● What needs to be done
Search the entries for the line containing "of the black". Repeat it, then every line after it, exactly through the final line.

------------------------------------------------------------------------

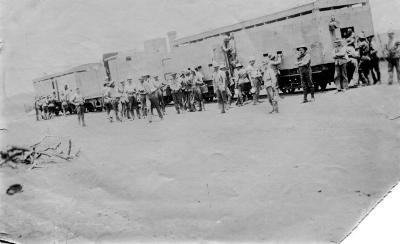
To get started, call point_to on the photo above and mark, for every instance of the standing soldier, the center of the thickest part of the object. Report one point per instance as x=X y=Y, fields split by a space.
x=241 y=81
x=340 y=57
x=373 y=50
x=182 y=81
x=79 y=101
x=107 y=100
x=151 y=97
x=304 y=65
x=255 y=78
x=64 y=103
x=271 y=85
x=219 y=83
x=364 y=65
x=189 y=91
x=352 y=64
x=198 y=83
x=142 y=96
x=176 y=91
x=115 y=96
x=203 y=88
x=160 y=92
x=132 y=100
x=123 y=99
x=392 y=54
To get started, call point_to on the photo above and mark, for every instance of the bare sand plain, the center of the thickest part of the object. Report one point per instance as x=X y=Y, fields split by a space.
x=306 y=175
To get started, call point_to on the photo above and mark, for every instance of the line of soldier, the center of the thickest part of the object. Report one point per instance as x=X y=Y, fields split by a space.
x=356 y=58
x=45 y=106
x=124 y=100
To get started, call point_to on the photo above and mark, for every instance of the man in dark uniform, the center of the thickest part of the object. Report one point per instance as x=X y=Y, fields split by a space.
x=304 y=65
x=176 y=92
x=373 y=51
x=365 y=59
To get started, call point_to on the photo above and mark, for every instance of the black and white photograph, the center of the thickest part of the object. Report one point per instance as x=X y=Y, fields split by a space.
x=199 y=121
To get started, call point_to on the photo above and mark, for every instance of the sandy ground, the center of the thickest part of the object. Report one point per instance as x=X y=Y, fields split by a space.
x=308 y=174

------------------------------------------------------------------------

● Written solution
To get started, call point_to on the photo above and mark, for every instance of the black and white photograph, the center of the thickest part of the object. Report one point per instance as x=X y=Y, fields split by a space.
x=199 y=121
To get started, call point_to on the photo above and mark, for every instance of the sandy ground, the center of the thickest part of the object. Report one point per instance as x=X y=Y, fields split by a space.
x=308 y=174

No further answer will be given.